[Photo-based point labeling data]
.....

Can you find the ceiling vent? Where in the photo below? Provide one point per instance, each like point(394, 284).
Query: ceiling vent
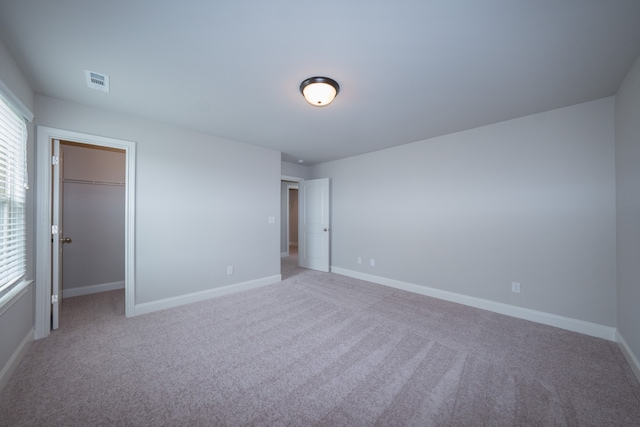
point(97, 81)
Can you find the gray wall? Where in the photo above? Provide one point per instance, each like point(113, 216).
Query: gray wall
point(93, 218)
point(628, 207)
point(17, 321)
point(530, 200)
point(188, 217)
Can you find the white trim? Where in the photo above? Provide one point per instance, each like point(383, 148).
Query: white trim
point(575, 325)
point(15, 359)
point(43, 219)
point(633, 361)
point(92, 289)
point(26, 113)
point(177, 301)
point(14, 295)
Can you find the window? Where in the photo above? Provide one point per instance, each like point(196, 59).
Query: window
point(13, 186)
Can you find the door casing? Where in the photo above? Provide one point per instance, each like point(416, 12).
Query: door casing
point(44, 193)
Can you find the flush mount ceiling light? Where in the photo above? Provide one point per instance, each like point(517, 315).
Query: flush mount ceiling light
point(319, 91)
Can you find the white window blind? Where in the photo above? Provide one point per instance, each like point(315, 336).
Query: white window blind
point(13, 185)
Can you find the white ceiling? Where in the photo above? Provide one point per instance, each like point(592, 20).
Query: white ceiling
point(408, 70)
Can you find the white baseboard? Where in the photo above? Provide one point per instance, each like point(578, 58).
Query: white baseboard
point(92, 289)
point(575, 325)
point(16, 357)
point(163, 304)
point(633, 361)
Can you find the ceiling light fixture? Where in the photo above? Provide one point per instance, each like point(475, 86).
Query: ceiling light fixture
point(319, 91)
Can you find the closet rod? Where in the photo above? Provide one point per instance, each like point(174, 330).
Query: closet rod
point(88, 181)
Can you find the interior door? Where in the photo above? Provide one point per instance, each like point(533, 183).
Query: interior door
point(313, 224)
point(56, 231)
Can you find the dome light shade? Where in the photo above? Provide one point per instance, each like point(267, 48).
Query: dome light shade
point(319, 91)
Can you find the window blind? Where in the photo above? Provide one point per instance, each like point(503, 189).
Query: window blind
point(13, 185)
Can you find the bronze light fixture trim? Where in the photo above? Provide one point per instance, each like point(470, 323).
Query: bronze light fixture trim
point(319, 91)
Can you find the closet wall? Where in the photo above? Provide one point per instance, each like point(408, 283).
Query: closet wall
point(94, 218)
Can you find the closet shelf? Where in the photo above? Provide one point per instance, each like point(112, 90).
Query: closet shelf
point(91, 182)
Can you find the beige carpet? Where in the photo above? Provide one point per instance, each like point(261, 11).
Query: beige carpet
point(317, 349)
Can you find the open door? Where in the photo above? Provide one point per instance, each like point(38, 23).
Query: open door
point(313, 224)
point(56, 232)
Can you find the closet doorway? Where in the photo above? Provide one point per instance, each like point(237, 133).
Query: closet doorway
point(93, 218)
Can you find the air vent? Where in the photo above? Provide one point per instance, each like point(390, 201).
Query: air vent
point(97, 81)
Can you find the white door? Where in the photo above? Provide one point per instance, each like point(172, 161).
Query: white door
point(56, 250)
point(313, 224)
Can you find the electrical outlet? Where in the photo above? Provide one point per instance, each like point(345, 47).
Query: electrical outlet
point(515, 287)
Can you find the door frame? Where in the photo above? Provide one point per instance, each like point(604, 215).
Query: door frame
point(44, 193)
point(294, 180)
point(289, 188)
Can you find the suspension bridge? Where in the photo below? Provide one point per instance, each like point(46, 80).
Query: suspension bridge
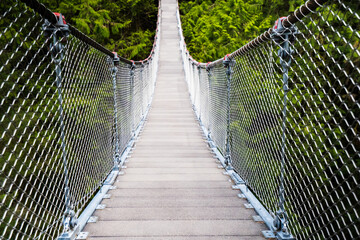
point(262, 144)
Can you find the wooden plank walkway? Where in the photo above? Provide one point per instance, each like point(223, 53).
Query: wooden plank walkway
point(172, 188)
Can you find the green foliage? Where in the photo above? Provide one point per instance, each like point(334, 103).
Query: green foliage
point(214, 28)
point(124, 26)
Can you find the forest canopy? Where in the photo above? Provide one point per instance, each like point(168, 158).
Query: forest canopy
point(214, 28)
point(125, 26)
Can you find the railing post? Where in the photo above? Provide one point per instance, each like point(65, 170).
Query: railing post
point(228, 64)
point(208, 69)
point(59, 32)
point(114, 71)
point(132, 75)
point(283, 37)
point(142, 89)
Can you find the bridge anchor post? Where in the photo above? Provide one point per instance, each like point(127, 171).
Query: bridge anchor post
point(59, 33)
point(114, 70)
point(228, 64)
point(283, 37)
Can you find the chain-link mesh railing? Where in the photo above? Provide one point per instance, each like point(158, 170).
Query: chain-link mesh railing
point(58, 128)
point(293, 131)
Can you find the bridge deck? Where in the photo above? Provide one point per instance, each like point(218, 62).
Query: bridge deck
point(172, 188)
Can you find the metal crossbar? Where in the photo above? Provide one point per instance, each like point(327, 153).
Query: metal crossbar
point(69, 108)
point(293, 119)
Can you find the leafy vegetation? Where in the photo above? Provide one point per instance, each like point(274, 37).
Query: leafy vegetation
point(214, 28)
point(125, 26)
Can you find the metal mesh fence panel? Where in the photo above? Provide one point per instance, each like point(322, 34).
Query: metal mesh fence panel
point(294, 118)
point(255, 115)
point(32, 182)
point(58, 128)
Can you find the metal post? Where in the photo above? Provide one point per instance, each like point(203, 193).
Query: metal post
point(208, 69)
point(132, 75)
point(59, 33)
point(228, 64)
point(142, 89)
point(283, 37)
point(114, 71)
point(199, 105)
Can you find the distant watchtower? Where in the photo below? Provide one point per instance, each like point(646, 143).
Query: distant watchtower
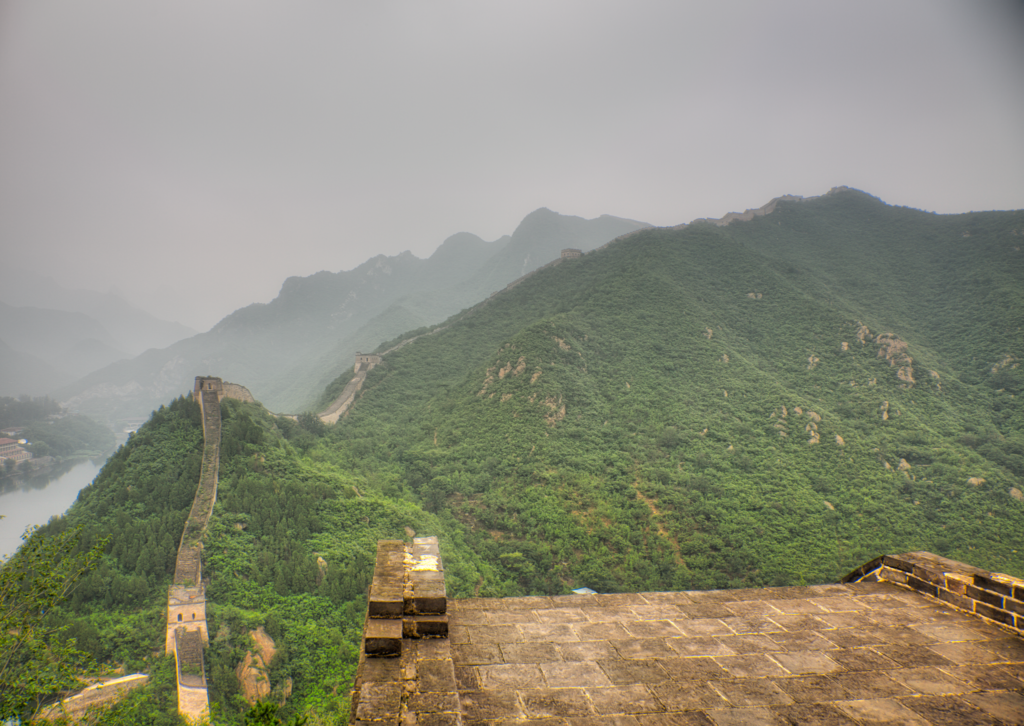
point(208, 383)
point(366, 361)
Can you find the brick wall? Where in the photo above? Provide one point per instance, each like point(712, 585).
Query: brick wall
point(992, 596)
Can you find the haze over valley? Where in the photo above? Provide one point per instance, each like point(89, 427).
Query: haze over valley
point(609, 298)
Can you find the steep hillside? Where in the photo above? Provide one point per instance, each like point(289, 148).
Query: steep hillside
point(763, 402)
point(289, 349)
point(770, 401)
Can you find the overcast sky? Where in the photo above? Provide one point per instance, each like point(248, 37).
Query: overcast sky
point(210, 148)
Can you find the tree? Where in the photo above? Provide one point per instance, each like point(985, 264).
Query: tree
point(35, 660)
point(265, 714)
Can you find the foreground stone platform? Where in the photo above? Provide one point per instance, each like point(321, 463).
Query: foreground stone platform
point(867, 652)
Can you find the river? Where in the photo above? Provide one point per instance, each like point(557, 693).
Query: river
point(33, 500)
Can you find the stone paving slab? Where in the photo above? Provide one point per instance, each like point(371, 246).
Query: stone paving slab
point(851, 653)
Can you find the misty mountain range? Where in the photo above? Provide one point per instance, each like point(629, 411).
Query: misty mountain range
point(288, 350)
point(51, 336)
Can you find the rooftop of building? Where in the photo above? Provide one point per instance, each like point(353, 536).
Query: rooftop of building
point(885, 649)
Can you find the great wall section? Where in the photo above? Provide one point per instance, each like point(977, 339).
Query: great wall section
point(365, 363)
point(186, 628)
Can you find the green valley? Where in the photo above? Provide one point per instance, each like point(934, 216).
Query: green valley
point(766, 402)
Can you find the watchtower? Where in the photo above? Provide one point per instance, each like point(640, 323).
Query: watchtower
point(208, 383)
point(365, 361)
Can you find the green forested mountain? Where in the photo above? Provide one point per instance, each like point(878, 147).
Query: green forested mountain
point(287, 350)
point(771, 401)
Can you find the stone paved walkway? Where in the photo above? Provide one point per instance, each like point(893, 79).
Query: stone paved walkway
point(855, 653)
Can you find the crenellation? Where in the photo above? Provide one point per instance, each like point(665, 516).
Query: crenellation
point(867, 649)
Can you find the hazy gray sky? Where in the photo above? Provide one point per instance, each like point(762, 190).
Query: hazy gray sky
point(209, 148)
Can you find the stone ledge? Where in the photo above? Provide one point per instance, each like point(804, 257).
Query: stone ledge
point(990, 596)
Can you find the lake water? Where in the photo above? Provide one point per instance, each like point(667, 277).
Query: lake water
point(34, 500)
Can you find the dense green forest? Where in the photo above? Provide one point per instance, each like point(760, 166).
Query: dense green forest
point(774, 401)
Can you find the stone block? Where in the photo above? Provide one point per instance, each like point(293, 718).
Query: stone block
point(991, 584)
point(382, 637)
point(892, 574)
point(900, 562)
point(425, 626)
point(985, 596)
point(923, 586)
point(994, 613)
point(379, 701)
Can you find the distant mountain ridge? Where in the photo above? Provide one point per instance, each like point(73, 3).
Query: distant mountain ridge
point(54, 336)
point(289, 349)
point(131, 329)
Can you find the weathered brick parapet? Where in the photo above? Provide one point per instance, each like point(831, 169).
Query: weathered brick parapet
point(406, 674)
point(993, 596)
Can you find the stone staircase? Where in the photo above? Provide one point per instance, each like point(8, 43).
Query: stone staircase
point(406, 674)
point(186, 599)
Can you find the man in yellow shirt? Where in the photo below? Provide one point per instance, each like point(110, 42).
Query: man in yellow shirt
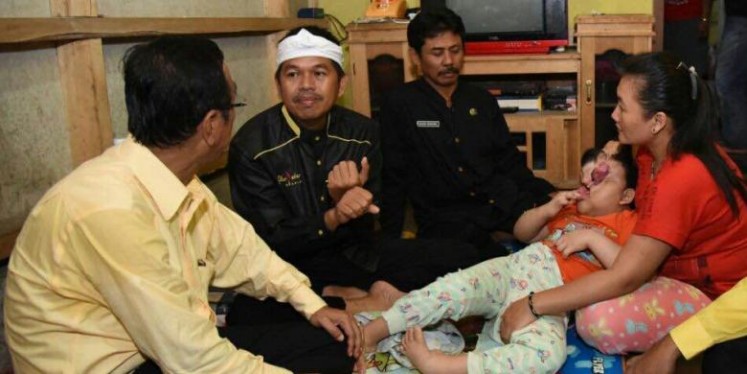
point(113, 265)
point(720, 329)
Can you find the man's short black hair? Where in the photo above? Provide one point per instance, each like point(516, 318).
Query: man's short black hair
point(431, 22)
point(318, 31)
point(171, 83)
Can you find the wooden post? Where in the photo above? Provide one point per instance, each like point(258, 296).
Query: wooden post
point(83, 80)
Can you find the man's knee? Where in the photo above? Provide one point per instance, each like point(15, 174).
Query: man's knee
point(726, 356)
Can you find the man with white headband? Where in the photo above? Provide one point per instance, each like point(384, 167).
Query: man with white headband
point(306, 174)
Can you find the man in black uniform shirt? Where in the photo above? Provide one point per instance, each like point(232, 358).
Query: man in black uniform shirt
point(447, 148)
point(306, 173)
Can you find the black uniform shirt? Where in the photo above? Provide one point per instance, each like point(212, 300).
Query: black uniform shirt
point(452, 163)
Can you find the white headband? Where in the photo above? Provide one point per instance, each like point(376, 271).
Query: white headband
point(305, 44)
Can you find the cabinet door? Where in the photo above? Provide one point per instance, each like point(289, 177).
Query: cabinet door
point(600, 39)
point(550, 144)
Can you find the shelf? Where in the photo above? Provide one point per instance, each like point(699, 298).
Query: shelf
point(544, 113)
point(553, 63)
point(29, 30)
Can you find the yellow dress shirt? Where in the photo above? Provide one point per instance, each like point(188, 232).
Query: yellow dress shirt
point(114, 263)
point(723, 319)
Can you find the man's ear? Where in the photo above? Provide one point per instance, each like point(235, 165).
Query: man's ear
point(628, 196)
point(343, 84)
point(414, 57)
point(208, 128)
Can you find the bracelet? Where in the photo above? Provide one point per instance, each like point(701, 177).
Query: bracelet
point(531, 305)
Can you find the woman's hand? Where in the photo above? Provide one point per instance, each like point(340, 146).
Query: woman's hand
point(514, 318)
point(572, 242)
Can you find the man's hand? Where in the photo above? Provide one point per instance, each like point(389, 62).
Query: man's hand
point(344, 176)
point(514, 318)
point(562, 199)
point(659, 359)
point(356, 202)
point(340, 324)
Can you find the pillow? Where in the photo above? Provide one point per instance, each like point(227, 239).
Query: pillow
point(634, 322)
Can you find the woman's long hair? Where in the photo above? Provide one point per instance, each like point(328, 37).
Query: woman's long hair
point(670, 86)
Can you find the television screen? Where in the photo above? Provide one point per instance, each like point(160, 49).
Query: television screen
point(505, 16)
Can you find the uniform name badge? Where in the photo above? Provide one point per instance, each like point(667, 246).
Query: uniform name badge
point(428, 124)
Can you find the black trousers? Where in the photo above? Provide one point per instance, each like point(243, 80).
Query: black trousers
point(407, 264)
point(726, 357)
point(296, 346)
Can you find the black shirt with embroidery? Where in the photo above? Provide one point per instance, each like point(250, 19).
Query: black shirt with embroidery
point(453, 163)
point(278, 174)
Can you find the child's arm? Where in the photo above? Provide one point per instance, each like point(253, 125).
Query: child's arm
point(530, 227)
point(431, 362)
point(603, 248)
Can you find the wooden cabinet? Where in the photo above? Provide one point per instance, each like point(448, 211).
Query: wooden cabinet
point(564, 134)
point(597, 34)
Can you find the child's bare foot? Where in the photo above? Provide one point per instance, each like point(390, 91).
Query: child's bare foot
point(344, 292)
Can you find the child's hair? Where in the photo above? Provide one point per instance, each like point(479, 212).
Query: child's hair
point(625, 157)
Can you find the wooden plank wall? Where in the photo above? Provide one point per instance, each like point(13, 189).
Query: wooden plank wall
point(75, 25)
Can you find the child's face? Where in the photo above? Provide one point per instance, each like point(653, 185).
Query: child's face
point(609, 195)
point(586, 170)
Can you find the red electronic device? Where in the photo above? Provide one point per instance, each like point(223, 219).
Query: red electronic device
point(512, 46)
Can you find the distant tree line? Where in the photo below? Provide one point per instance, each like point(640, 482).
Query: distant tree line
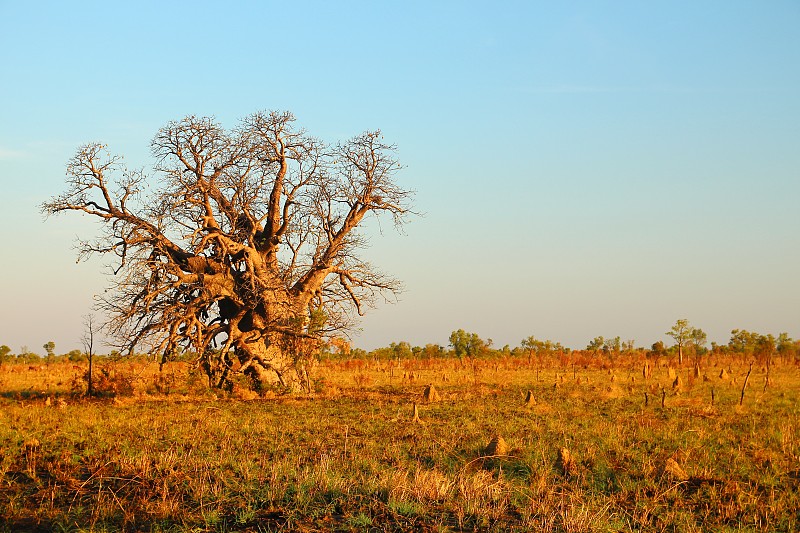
point(688, 342)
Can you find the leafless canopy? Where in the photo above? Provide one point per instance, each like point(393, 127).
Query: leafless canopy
point(242, 245)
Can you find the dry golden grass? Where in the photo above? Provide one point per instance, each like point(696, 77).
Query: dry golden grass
point(163, 453)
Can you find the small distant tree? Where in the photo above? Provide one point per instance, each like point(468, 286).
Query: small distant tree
point(698, 339)
point(75, 356)
point(5, 354)
point(596, 344)
point(466, 344)
point(89, 331)
point(50, 350)
point(658, 349)
point(401, 350)
point(681, 333)
point(530, 344)
point(612, 345)
point(786, 346)
point(765, 348)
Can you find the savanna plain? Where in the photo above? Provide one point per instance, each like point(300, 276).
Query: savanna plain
point(568, 442)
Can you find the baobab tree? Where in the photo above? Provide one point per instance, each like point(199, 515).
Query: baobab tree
point(241, 246)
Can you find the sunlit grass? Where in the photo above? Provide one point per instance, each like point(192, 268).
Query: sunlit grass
point(350, 457)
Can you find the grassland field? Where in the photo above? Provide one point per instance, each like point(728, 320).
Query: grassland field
point(597, 446)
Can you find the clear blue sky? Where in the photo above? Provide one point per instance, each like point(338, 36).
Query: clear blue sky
point(584, 168)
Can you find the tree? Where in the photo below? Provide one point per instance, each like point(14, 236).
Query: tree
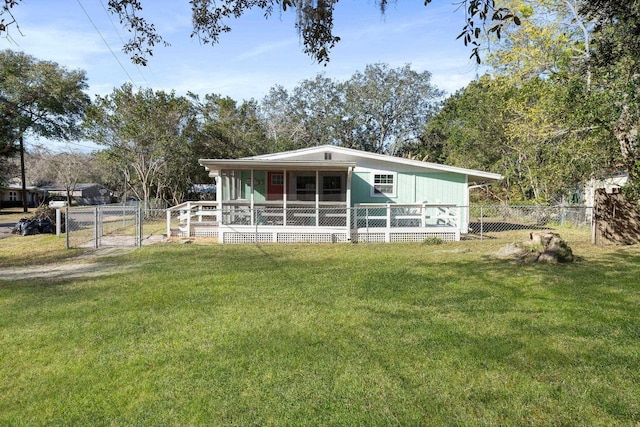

.....

Objective:
Copy the lines of the data above word for word, starting with the line containing "Can you find the crenellation?" and going on through the line containing "point(379, 701)".

Exercise result:
Can you find the crenellation? Where in the photo above? Provide one point per instance, each like point(665, 516).
Query: crenellation
point(867, 649)
Can you find the hazy gray sky? Where in the photo above? Provide one point per instance, each like point(762, 190).
Query: hazy gray sky
point(209, 148)
Can you find the stone ledge? Where in the photo above? Provide one point per instance, each like point(804, 257).
Query: stone ledge
point(990, 596)
Can you find the lake water? Where in the photo above? Provide one point per instance, each like point(667, 277).
Query: lake water
point(34, 500)
Can you find the dense green forest? Where in the photo above? Provide one point per instance, each like point(760, 166).
Query: dense green forest
point(774, 401)
Can you find the stone block? Where in the photo above? Provide one point per instance, each like point(293, 718).
Query: stone block
point(991, 584)
point(382, 637)
point(892, 574)
point(900, 562)
point(425, 626)
point(985, 596)
point(923, 586)
point(994, 613)
point(379, 701)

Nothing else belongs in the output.